**Given problem 1**. Can you output everything from "To refresh your" down to "in the future." in the annuity article, word for word?

Nearly a year ago, I wrote about holding annuity contracts in your IRA. I mentioned in my nearly 20 years in the financial services industry, I have never seen a time where it pays to have an annuity inside an IRA.
To refresh your memory, an annuity contract has the unique ability to provide an infinite payout distribution over someone’s lifetime based upon a finite premium deposit. Investors with a limited amount of money can transfer the risk of outliving their money to the insurance company. Investors trade higher fees and often less than market returns for the guaranteed income.
A deferred income annuity is a “cousin” of the immediate annuity in that it works about the same, where an investor pays a lump sum to an insurance company now, but instead of immediately generating income, you can defer the guaranteed payments to begin at a specified date in the future.
As of July 1, 2014 the Treasury Department released final regulations that changed the game for certain deferred income annuities. The regulations “created” a new type of annuity—a Qualifying Longevity Annuity Contract. Essentially, certain types of deferred income annuities will receive a new tax benefit. As long as the deferred annuity meets certain requirements, the value of the annuity deposit will no longer be included in the value of your IRA or 401(k) for required minimum distribution (RMD) calculations.

**Dataset records**.
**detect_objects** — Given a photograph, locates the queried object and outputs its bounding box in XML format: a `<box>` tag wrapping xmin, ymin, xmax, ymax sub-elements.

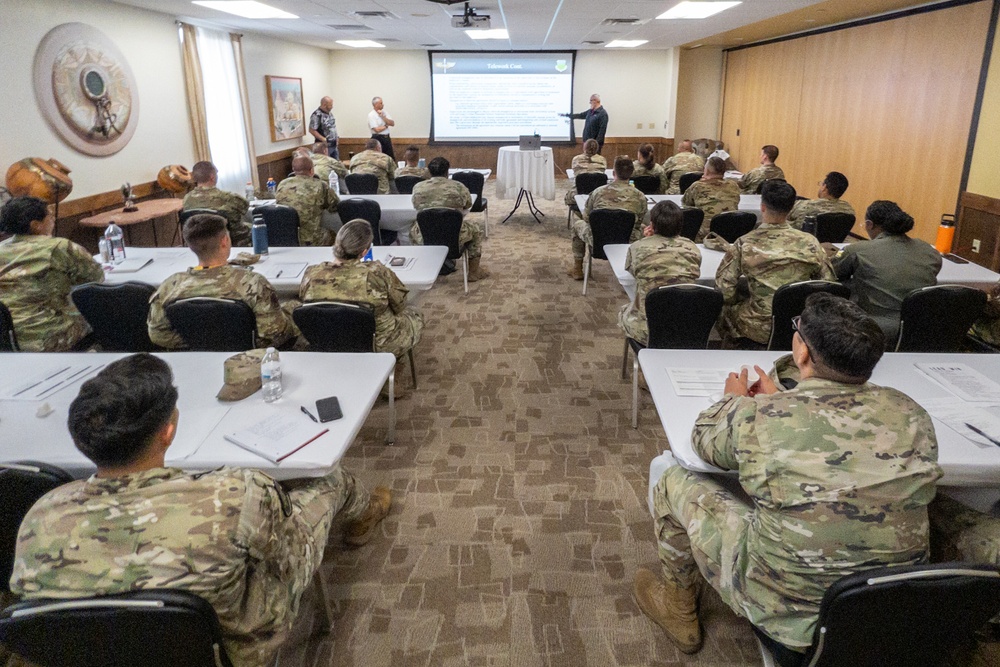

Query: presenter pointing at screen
<box><xmin>559</xmin><ymin>93</ymin><xmax>608</xmax><ymax>153</ymax></box>
<box><xmin>368</xmin><ymin>97</ymin><xmax>396</xmax><ymax>162</ymax></box>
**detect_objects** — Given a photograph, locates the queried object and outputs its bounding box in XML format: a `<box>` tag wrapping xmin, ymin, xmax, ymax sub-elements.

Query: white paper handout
<box><xmin>914</xmin><ymin>363</ymin><xmax>1000</xmax><ymax>403</ymax></box>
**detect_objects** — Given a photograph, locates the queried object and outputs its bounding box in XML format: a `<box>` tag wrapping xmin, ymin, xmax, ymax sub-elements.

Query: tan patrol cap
<box><xmin>215</xmin><ymin>350</ymin><xmax>267</xmax><ymax>401</ymax></box>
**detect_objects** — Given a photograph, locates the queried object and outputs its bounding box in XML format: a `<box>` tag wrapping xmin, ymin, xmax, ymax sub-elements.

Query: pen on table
<box><xmin>965</xmin><ymin>422</ymin><xmax>1000</xmax><ymax>447</ymax></box>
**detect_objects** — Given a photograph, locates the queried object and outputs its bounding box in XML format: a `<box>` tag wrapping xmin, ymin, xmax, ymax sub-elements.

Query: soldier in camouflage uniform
<box><xmin>788</xmin><ymin>171</ymin><xmax>855</xmax><ymax>229</ymax></box>
<box><xmin>299</xmin><ymin>220</ymin><xmax>424</xmax><ymax>360</ymax></box>
<box><xmin>618</xmin><ymin>201</ymin><xmax>701</xmax><ymax>345</ymax></box>
<box><xmin>410</xmin><ymin>157</ymin><xmax>490</xmax><ymax>282</ymax></box>
<box><xmin>663</xmin><ymin>139</ymin><xmax>705</xmax><ymax>195</ymax></box>
<box><xmin>681</xmin><ymin>158</ymin><xmax>740</xmax><ymax>243</ymax></box>
<box><xmin>184</xmin><ymin>162</ymin><xmax>251</xmax><ymax>247</ymax></box>
<box><xmin>715</xmin><ymin>181</ymin><xmax>836</xmax><ymax>347</ymax></box>
<box><xmin>635</xmin><ymin>293</ymin><xmax>941</xmax><ymax>653</ymax></box>
<box><xmin>146</xmin><ymin>214</ymin><xmax>298</xmax><ymax>350</ymax></box>
<box><xmin>563</xmin><ymin>139</ymin><xmax>608</xmax><ymax>217</ymax></box>
<box><xmin>0</xmin><ymin>197</ymin><xmax>104</xmax><ymax>352</ymax></box>
<box><xmin>275</xmin><ymin>156</ymin><xmax>340</xmax><ymax>246</ymax></box>
<box><xmin>11</xmin><ymin>354</ymin><xmax>391</xmax><ymax>667</ymax></box>
<box><xmin>568</xmin><ymin>155</ymin><xmax>649</xmax><ymax>280</ymax></box>
<box><xmin>351</xmin><ymin>138</ymin><xmax>396</xmax><ymax>195</ymax></box>
<box><xmin>738</xmin><ymin>144</ymin><xmax>785</xmax><ymax>195</ymax></box>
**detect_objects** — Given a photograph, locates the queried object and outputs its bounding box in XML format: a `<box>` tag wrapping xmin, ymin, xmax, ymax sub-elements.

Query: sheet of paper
<box><xmin>914</xmin><ymin>363</ymin><xmax>1000</xmax><ymax>403</ymax></box>
<box><xmin>920</xmin><ymin>396</ymin><xmax>1000</xmax><ymax>449</ymax></box>
<box><xmin>667</xmin><ymin>368</ymin><xmax>730</xmax><ymax>396</ymax></box>
<box><xmin>0</xmin><ymin>363</ymin><xmax>105</xmax><ymax>401</ymax></box>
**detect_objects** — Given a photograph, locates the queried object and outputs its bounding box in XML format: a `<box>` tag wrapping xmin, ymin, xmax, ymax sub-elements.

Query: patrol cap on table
<box><xmin>215</xmin><ymin>349</ymin><xmax>267</xmax><ymax>401</ymax></box>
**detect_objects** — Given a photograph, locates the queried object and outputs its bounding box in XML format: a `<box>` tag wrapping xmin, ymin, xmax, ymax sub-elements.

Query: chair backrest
<box><xmin>680</xmin><ymin>171</ymin><xmax>703</xmax><ymax>194</ymax></box>
<box><xmin>0</xmin><ymin>461</ymin><xmax>73</xmax><ymax>592</ymax></box>
<box><xmin>344</xmin><ymin>174</ymin><xmax>378</xmax><ymax>195</ymax></box>
<box><xmin>802</xmin><ymin>563</ymin><xmax>1000</xmax><ymax>667</ymax></box>
<box><xmin>451</xmin><ymin>171</ymin><xmax>486</xmax><ymax>213</ymax></box>
<box><xmin>574</xmin><ymin>171</ymin><xmax>608</xmax><ymax>195</ymax></box>
<box><xmin>630</xmin><ymin>176</ymin><xmax>663</xmax><ymax>195</ymax></box>
<box><xmin>0</xmin><ymin>589</ymin><xmax>232</xmax><ymax>667</ymax></box>
<box><xmin>396</xmin><ymin>176</ymin><xmax>424</xmax><ymax>195</ymax></box>
<box><xmin>896</xmin><ymin>285</ymin><xmax>986</xmax><ymax>352</ymax></box>
<box><xmin>767</xmin><ymin>280</ymin><xmax>851</xmax><ymax>350</ymax></box>
<box><xmin>166</xmin><ymin>296</ymin><xmax>257</xmax><ymax>352</ymax></box>
<box><xmin>0</xmin><ymin>302</ymin><xmax>21</xmax><ymax>352</ymax></box>
<box><xmin>292</xmin><ymin>301</ymin><xmax>375</xmax><ymax>352</ymax></box>
<box><xmin>681</xmin><ymin>206</ymin><xmax>705</xmax><ymax>241</ymax></box>
<box><xmin>709</xmin><ymin>211</ymin><xmax>757</xmax><ymax>243</ymax></box>
<box><xmin>417</xmin><ymin>208</ymin><xmax>462</xmax><ymax>259</ymax></box>
<box><xmin>816</xmin><ymin>213</ymin><xmax>854</xmax><ymax>243</ymax></box>
<box><xmin>253</xmin><ymin>204</ymin><xmax>299</xmax><ymax>248</ymax></box>
<box><xmin>646</xmin><ymin>284</ymin><xmax>723</xmax><ymax>350</ymax></box>
<box><xmin>589</xmin><ymin>208</ymin><xmax>635</xmax><ymax>259</ymax></box>
<box><xmin>70</xmin><ymin>281</ymin><xmax>157</xmax><ymax>352</ymax></box>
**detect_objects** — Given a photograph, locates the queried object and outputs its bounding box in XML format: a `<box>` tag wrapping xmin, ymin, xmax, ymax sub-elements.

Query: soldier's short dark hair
<box><xmin>0</xmin><ymin>197</ymin><xmax>49</xmax><ymax>234</ymax></box>
<box><xmin>649</xmin><ymin>201</ymin><xmax>684</xmax><ymax>237</ymax></box>
<box><xmin>823</xmin><ymin>171</ymin><xmax>848</xmax><ymax>199</ymax></box>
<box><xmin>427</xmin><ymin>157</ymin><xmax>451</xmax><ymax>176</ymax></box>
<box><xmin>615</xmin><ymin>155</ymin><xmax>635</xmax><ymax>181</ymax></box>
<box><xmin>760</xmin><ymin>178</ymin><xmax>795</xmax><ymax>215</ymax></box>
<box><xmin>184</xmin><ymin>213</ymin><xmax>227</xmax><ymax>259</ymax></box>
<box><xmin>799</xmin><ymin>292</ymin><xmax>885</xmax><ymax>384</ymax></box>
<box><xmin>67</xmin><ymin>352</ymin><xmax>177</xmax><ymax>467</ymax></box>
<box><xmin>191</xmin><ymin>160</ymin><xmax>219</xmax><ymax>185</ymax></box>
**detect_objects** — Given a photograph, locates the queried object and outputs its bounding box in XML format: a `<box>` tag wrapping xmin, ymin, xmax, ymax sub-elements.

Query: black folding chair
<box><xmin>70</xmin><ymin>281</ymin><xmax>159</xmax><ymax>352</ymax></box>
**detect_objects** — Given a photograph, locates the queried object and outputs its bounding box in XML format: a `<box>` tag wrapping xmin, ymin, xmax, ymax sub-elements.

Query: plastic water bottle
<box><xmin>250</xmin><ymin>213</ymin><xmax>268</xmax><ymax>255</ymax></box>
<box><xmin>104</xmin><ymin>222</ymin><xmax>125</xmax><ymax>264</ymax></box>
<box><xmin>260</xmin><ymin>347</ymin><xmax>282</xmax><ymax>403</ymax></box>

**Given problem 2**. Could you filter the records down to every line containing the word "patrol" and copy each of those lines in full?

**Full output 1**.
To refresh your memory, an annuity contract has the unique ability to provide an infinite payout distribution over someone’s lifetime based upon a finite premium deposit. Investors with a limited amount of money can transfer the risk of outliving their money to the insurance company. Investors trade higher fees and often less than market returns for the guaranteed income.
A deferred income annuity is a “cousin” of the immediate annuity in that it works about the same, where an investor pays a lump sum to an insurance company now, but instead of immediately generating income, you can defer the guaranteed payments to begin at a specified date in the future.

**Full output 2**.
Query: tan patrol cap
Query: patrol cap on table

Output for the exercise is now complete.